We thought we take a shot at the current gold price direction and gold prices forecast for 2009 - 2010 ... And why not? If every jerk on Wall Street can why can't we? And, of course, the price direction we forecast won't be different from many pundits, analysts and gold bugs - it is UP: yes, we believe that gold prices will reach $1150 per ounce in 2009 and exceed $1300 in early 2010. You may find this forecast quite conservative in comparison to what you've been told lately - $2000, $5000 and even $12000 per ounce gold prices were suggested by different thinkers and believers.

What differ our forecast on the near term gold price direction is the explanation of Why it will go UP and not down. It's quite simple, really... it's the Expectations, dummy. All financial markets are mainly driven by the expectations of the events that may take place in the future, not by events themselves. Such expectations now, as of September 2009, are building up to uncontrollable levels. They started last year as some wild or seemingly incomprehensive ideas and have been growing since into something more factual and believable or just fears. And the more of related facts is being unravelled the more gold price direction is being reaffirmed for the upside. All these expectations we're talking about are either negative to the US$ Dollar (which is consequently positive for gold) or outright positive for Gold, and the number of different expectations is growing weekly and is about to get overwhelmingly high.

[RECORDED INFORMATION]:
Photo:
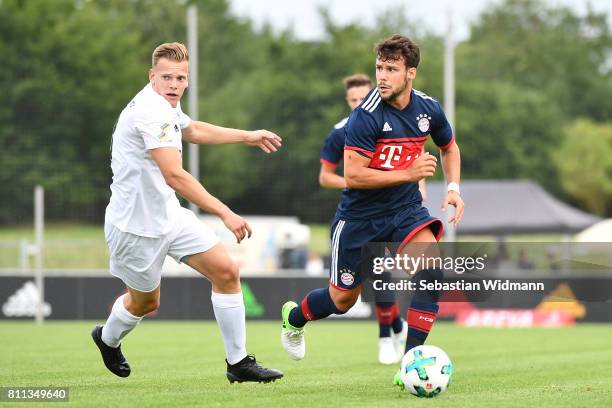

[WORK TO BE COMPLETED]:
Extract the portion of the gold price forecast between "We thought we" and "thinkers and believers.", inclusive, copying it word for word.

[ANSWER TO THIS TASK]:
We thought we take a shot at the current gold price direction and gold prices forecast for 2009 - 2010 ... And why not? If every jerk on Wall Street can why can't we? And, of course, the price direction we forecast won't be different from many pundits, analysts and gold bugs - it is UP: yes, we believe that gold prices will reach $1150 per ounce in 2009 and exceed $1300 in early 2010. You may find this forecast quite conservative in comparison to what you've been told lately - $2000, $5000 and even $12000 per ounce gold prices were suggested by different thinkers and believers.